▸ EXERCISE BRIEF
Retrieve all lines below that have the string "dandelion".
----- INFORMATION SUPPLIED -----
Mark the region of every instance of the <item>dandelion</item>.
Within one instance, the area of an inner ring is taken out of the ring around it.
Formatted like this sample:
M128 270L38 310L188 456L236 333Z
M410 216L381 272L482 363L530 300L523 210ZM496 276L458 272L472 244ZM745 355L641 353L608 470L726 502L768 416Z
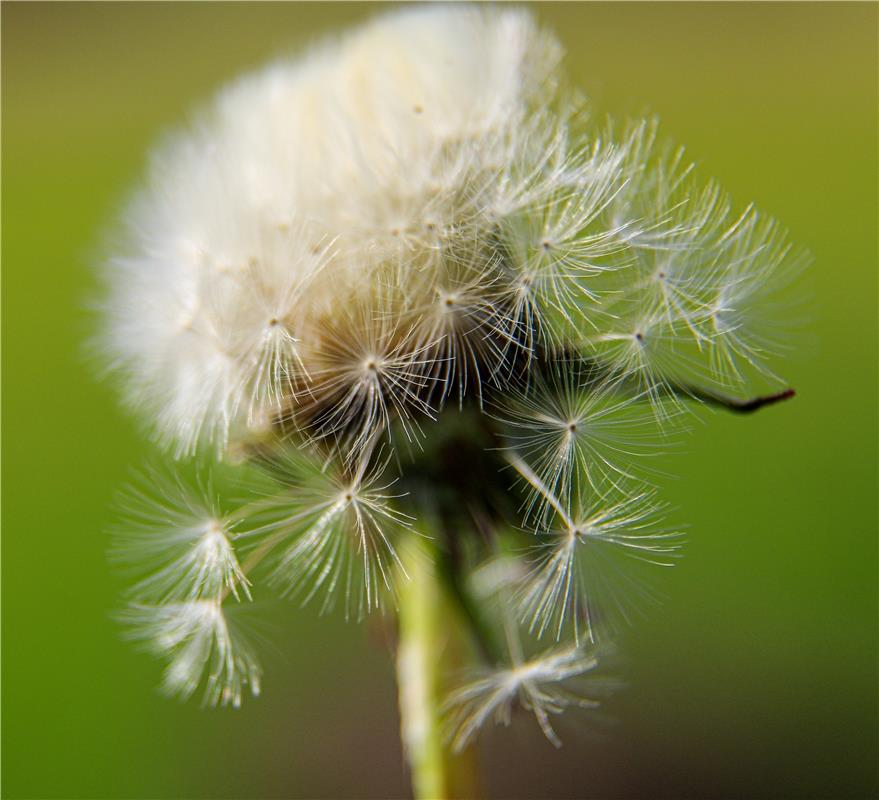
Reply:
M201 476L123 496L129 635L238 705L252 597L394 613L418 796L490 720L559 744L600 702L680 554L654 456L699 402L792 394L802 257L655 120L596 125L561 59L522 9L427 6L246 76L156 151L104 270L107 361Z

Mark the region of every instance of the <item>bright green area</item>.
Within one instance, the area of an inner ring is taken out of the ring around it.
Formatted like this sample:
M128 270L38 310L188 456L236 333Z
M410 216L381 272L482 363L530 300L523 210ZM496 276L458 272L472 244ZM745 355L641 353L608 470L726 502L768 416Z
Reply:
M114 491L150 447L95 380L93 265L156 136L365 5L2 7L3 795L346 797L406 791L391 625L275 611L238 712L154 690L110 618ZM622 651L604 740L521 720L486 785L526 797L867 797L877 749L875 4L542 6L602 111L658 112L807 246L799 392L706 415L668 460L690 523L668 600ZM274 653L274 654L272 654Z

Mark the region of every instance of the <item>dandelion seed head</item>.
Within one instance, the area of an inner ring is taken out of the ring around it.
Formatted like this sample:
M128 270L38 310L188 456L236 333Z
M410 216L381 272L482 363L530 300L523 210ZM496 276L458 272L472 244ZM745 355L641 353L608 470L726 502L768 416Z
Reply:
M679 555L652 457L689 400L746 410L777 380L802 257L656 120L596 124L561 58L519 8L406 7L244 76L156 149L103 349L175 457L262 468L232 511L160 471L123 499L122 617L166 690L238 705L257 582L360 618L396 605L423 528L476 611L502 608L507 658L452 694L454 746L515 706L558 743L551 718L594 706L596 643ZM520 627L555 643L526 655Z
M426 396L481 397L517 350L572 338L657 408L699 360L688 342L727 381L761 362L744 307L782 259L772 224L730 222L655 121L578 137L560 57L520 10L406 9L241 79L160 148L104 336L160 441L223 452L307 409L318 376L357 453ZM403 378L327 378L349 306L370 310L358 366ZM388 330L414 332L393 357Z

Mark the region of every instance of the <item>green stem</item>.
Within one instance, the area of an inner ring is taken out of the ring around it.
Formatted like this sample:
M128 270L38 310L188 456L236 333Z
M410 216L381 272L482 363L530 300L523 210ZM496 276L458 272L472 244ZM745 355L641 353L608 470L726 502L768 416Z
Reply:
M472 753L446 746L442 702L463 641L455 607L437 574L433 542L410 536L400 546L408 575L399 592L397 684L403 747L416 800L477 797Z

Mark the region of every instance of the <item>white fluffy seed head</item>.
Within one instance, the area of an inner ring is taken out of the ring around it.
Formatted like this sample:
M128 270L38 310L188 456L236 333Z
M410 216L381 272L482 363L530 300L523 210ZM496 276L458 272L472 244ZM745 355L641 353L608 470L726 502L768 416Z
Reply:
M492 562L510 664L453 696L456 746L516 702L556 742L550 715L591 705L569 691L595 665L582 645L679 545L635 483L657 422L771 378L774 292L801 262L654 121L594 126L560 57L521 9L407 7L244 77L154 154L106 265L104 350L175 455L234 446L274 480L233 515L158 475L129 493L125 616L169 690L237 705L258 688L224 601L260 565L353 616L393 597L395 537L438 503L450 529L536 542ZM447 401L477 421L442 427ZM385 448L431 431L407 475ZM465 464L471 446L493 455ZM525 490L518 519L493 459ZM524 658L517 623L573 644Z

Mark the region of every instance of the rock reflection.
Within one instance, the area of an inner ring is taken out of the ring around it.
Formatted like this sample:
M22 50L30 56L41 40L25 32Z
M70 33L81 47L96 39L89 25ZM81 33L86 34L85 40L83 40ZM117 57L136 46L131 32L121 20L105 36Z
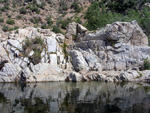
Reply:
M150 85L0 84L0 113L150 113Z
-----
▸ SOLUTION
Mark the region of every instance of the <item>dandelion</item>.
Mark the region of every instance of the <item>dandelion seed head</item>.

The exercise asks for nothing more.